Your tasks ::
[A] Answer these from the career history of Jones:
(i) What was the title of Max Normal's debut album?
(ii) On what date was The Ziggurat released?
(iii) Under what credited name did Yolandi Visser provide vocals for The Constructus Corporation project?
[B] Pick up the career history of Jones after its final sentence and continue it.

2001–2002: Memoirs Of A Clone and Max Normal 
In 2001, Jones released his debut solo album Memoirs Of A Clone.

At the time, he was the lead vocalist of Max Normal, a hip hop act, which released their debut album entitled Songs From The Mall in 2001, which he disbanded in 2002. Their last gig was played with Faithless on the group's 2002 South Africa tour.

2002–2003: The Constructus Corporation 

When Jones disbanded Max Normal in early 2002, he and musician Sibot invited Markus Wormstorm and Felix Laband to collaborate on The Constructus Corporation project, which resulted in the concept album and graphic novel The Ziggurat, released on 3 June 2002.

Jones asked Anri du Toit, better known as his Die Antwoord bandmate Yolandi Visser to lend vocals for the project. She was credited as Anica the Snuffling.

The Constructus Corporation disbanded in 2003.

2005: The Fantastic Kill 
In 2005, Jones released his second solo album The Fantastic Kill. It was released in France in 2007 as MC Totally Rad And DJ Fuck Are Fucknrad under the name Fucknrad.

2007–2008: MaxNormal.TV 

In 2007, Jones resurrected and revamped Max Normal as the 'corporate' hip-hop group "MaxNormal.TV."

[Object point labels]
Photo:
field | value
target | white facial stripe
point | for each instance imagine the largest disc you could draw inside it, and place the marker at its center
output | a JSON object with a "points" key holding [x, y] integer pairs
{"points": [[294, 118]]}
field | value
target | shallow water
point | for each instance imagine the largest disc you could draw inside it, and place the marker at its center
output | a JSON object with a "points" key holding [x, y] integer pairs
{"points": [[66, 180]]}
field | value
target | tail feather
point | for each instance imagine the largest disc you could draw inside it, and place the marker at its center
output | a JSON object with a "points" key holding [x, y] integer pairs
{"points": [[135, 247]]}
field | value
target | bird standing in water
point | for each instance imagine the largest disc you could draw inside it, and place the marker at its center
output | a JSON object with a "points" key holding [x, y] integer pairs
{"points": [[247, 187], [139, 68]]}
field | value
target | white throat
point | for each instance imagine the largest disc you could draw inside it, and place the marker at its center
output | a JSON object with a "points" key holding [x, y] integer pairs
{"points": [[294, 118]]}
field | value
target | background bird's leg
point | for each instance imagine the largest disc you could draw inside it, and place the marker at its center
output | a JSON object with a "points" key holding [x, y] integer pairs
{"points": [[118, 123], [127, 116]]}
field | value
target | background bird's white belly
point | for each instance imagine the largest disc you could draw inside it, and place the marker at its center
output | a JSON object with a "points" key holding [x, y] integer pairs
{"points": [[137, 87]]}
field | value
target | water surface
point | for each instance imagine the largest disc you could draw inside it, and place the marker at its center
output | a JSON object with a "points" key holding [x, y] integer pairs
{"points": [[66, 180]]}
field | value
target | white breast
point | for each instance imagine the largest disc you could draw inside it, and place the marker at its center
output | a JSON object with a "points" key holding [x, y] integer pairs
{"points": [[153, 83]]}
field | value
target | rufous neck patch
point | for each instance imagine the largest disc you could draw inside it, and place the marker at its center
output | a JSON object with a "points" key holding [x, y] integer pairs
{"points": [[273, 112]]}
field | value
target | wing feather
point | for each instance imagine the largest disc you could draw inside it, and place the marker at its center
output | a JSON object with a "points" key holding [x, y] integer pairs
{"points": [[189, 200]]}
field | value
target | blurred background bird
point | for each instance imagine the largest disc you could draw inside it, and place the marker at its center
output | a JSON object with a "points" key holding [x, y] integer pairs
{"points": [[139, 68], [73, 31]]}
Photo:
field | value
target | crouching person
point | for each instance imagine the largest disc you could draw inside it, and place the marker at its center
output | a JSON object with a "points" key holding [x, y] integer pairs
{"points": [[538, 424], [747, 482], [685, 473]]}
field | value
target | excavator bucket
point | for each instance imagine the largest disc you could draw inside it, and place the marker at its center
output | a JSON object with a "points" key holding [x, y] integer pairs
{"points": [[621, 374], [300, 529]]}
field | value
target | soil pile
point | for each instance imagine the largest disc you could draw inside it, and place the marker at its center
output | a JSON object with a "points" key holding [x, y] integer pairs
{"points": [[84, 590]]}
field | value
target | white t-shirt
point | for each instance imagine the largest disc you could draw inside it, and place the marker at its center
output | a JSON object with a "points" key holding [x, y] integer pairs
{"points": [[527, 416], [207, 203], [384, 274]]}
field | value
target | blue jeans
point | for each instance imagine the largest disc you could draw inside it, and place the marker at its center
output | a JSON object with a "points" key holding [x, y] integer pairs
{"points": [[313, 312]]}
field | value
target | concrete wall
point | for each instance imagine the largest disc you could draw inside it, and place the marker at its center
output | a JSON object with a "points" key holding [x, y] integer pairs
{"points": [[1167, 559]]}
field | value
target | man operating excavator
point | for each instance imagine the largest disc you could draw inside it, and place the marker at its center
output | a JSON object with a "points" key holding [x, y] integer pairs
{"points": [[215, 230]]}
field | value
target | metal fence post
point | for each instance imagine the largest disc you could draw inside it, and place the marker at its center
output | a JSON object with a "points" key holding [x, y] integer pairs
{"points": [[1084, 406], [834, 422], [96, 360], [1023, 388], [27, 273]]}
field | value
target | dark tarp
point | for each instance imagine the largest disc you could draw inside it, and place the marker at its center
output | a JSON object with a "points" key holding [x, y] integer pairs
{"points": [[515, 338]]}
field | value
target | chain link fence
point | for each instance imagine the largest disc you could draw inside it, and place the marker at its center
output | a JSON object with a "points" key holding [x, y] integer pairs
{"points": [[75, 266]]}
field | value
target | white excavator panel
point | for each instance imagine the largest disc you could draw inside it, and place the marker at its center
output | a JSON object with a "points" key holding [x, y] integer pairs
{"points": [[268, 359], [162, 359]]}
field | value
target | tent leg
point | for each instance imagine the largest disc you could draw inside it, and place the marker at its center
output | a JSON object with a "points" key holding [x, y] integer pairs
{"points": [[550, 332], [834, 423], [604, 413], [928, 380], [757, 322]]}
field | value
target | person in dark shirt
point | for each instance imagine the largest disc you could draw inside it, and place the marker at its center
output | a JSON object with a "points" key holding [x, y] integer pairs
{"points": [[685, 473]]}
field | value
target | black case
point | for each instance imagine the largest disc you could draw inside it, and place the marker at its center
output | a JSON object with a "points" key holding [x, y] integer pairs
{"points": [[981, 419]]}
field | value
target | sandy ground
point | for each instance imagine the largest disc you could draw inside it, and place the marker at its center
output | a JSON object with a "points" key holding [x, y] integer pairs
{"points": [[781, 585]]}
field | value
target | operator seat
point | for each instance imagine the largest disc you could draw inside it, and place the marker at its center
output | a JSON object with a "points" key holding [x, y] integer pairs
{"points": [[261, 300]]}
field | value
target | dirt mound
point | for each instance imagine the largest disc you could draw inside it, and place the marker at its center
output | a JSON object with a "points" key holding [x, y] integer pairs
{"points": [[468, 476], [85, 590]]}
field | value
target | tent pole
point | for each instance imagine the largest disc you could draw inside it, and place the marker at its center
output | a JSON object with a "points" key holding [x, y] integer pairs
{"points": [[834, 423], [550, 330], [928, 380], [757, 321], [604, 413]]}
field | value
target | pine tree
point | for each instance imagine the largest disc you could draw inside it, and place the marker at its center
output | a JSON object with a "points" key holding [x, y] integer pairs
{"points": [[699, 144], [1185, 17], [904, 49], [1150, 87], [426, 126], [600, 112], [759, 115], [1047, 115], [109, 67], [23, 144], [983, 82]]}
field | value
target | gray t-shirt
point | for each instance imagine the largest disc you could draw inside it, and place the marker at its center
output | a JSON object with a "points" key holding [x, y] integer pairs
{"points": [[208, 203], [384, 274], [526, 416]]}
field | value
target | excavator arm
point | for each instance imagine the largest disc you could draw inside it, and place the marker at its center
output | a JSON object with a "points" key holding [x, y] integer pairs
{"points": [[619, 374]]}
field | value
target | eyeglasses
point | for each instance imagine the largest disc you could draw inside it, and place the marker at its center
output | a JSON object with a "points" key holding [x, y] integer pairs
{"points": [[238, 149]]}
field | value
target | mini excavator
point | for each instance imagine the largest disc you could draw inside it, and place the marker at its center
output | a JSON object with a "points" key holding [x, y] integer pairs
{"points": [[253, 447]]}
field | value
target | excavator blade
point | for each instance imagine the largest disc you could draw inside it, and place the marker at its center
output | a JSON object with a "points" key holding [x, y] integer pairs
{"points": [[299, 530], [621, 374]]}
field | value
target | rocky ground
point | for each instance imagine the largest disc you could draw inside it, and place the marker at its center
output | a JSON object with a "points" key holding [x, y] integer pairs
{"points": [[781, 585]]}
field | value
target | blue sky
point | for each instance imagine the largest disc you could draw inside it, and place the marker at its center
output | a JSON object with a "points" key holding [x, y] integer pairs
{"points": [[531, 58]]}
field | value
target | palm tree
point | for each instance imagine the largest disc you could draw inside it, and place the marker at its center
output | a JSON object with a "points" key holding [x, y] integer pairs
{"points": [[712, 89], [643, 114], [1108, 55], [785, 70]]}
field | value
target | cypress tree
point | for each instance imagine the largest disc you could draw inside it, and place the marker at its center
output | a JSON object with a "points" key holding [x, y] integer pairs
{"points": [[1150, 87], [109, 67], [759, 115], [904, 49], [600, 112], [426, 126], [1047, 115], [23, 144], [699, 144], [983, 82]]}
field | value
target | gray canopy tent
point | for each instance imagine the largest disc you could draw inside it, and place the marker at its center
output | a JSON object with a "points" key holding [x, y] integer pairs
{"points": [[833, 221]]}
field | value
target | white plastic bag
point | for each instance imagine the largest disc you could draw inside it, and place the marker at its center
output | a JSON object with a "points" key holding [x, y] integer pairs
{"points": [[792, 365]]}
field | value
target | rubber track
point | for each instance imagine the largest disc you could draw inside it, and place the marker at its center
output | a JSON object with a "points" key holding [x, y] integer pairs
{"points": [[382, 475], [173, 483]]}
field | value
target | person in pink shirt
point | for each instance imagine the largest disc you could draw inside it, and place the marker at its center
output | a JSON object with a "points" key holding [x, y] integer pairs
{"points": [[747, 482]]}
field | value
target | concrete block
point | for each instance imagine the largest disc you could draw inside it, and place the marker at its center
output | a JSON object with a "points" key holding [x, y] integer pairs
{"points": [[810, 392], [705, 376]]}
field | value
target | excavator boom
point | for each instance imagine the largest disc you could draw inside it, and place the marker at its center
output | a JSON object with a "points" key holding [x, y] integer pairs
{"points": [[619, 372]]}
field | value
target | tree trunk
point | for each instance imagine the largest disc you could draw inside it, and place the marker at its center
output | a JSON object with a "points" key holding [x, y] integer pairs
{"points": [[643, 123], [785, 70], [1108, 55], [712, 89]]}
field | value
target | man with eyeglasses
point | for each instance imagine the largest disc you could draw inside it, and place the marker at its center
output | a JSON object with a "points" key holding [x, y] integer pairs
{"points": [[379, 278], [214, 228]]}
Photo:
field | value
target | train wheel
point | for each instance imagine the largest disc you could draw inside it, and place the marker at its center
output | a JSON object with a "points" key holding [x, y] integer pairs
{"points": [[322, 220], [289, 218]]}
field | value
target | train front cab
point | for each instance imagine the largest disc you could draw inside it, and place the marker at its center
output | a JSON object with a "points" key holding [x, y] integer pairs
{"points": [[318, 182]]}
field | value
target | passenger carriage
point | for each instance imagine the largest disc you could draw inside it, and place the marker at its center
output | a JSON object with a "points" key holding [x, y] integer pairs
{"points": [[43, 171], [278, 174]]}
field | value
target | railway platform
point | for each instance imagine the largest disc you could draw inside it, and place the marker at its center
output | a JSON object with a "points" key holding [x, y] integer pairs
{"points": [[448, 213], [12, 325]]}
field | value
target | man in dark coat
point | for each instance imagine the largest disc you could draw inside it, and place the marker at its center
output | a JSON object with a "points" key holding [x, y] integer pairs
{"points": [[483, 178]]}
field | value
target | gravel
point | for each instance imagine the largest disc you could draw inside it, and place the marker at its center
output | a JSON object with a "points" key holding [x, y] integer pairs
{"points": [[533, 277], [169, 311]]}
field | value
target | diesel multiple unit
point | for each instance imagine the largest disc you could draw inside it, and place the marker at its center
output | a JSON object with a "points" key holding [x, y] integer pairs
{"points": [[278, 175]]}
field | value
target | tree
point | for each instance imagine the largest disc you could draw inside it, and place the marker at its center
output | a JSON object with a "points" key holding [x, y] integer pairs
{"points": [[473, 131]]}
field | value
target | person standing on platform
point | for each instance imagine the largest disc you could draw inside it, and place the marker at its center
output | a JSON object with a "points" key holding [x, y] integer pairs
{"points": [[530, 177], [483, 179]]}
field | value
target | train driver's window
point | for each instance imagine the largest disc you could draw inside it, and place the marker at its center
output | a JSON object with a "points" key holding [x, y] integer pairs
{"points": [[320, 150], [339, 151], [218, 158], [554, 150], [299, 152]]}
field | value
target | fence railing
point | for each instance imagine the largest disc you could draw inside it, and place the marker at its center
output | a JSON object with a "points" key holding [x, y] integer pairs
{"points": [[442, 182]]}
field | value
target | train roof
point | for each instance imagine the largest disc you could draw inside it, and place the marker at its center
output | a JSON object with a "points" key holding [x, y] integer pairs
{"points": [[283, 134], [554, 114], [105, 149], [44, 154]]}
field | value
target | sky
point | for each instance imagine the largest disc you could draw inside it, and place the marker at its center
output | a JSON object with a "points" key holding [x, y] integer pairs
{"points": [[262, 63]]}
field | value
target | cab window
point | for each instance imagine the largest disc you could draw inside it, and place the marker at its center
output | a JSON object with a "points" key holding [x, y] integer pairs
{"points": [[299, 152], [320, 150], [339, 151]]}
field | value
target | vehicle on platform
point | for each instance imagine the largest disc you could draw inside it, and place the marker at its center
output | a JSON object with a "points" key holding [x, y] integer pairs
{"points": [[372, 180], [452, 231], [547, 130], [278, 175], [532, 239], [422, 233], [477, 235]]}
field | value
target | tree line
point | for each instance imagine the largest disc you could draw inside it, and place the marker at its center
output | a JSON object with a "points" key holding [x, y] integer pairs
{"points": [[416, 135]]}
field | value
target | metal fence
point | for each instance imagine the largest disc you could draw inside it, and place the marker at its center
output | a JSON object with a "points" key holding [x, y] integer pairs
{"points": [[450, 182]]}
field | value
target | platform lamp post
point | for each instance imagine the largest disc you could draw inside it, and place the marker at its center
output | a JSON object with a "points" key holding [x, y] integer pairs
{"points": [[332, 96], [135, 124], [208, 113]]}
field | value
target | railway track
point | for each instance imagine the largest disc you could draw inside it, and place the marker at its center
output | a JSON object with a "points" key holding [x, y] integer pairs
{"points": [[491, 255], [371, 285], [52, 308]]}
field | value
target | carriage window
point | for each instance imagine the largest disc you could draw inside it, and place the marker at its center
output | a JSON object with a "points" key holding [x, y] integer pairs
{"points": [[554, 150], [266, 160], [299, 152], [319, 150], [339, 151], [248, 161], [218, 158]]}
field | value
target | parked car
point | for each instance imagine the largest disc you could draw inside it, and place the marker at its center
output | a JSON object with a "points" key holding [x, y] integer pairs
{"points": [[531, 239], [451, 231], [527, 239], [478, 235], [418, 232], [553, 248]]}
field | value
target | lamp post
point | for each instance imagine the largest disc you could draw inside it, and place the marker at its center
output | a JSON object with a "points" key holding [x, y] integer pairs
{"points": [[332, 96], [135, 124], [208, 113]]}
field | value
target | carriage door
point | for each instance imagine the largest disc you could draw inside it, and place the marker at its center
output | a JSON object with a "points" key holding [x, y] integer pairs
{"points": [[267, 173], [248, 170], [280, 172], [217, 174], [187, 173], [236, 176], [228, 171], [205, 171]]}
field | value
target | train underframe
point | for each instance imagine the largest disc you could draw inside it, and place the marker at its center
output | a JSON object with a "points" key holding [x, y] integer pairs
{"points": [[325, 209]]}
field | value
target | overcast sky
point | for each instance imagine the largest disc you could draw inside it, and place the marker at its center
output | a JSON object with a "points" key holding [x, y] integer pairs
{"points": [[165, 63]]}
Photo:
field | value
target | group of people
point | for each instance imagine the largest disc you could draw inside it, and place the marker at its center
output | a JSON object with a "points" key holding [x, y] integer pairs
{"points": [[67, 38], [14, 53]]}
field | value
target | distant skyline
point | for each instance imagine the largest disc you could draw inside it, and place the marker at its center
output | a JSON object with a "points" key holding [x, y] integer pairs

Answers to the tasks ::
[A]
(i) Songs From The Mall
(ii) 3 June 2002
(iii) Anica the Snuffling

[B]
The new lineup consisted of Watkin Tudor Jones revising as Max Normal, and Anri du Toit as Yolandi Visser. The band also featured Neon Don playing various recurring characters and Justin De Nobrega making instrumentals.

The group released its debut and only album Good Morning South Africa in 2008. A DVD featuring 13 skits, music videos and short films was released in the same year, titled Goeie More Zuid Afrika.

2008–current: Die Antwoord 

Jones is currently a member of the South African rap-rave group Die Antwoord. The group was formed by Jones as Ninja, Anri du Toit as ¥o-Landi Vi$$er, and producer Justin De Nobrega as HITEK5000 (formerly referred to as DJ Hi-Tek and God). They have since added a second producer Lil2Hood. Die Antwoord is part of the South African counterculture movement known as Zef.

The band released its debut album $O$ in 2009. It was made freely available online and attracted international attention for their music video "Enter the Ninja". They briefly signed with Interscope Records, and left after pressure from the label to be more generic. du Toit explained that Interscope "kept pushing us to be more generic" to make more money: "If you try to make songs that other people like, your band will always be shit. You always gotta do what you like. If it connects, it's a miracle, but it happened with Die Antwoord.". They formed their own independent label, Zef Recordz and released their second album Ten$ion through it.

They have since released 3 other albums; Donker Mag in 2014, Mount Ninji and da Nice Time Kid in 2016, and "The House of Zef" in 2020. As well as this, Jones played a self-styled role as Ninja in the 2015 Neill Blomkamp film Chappie.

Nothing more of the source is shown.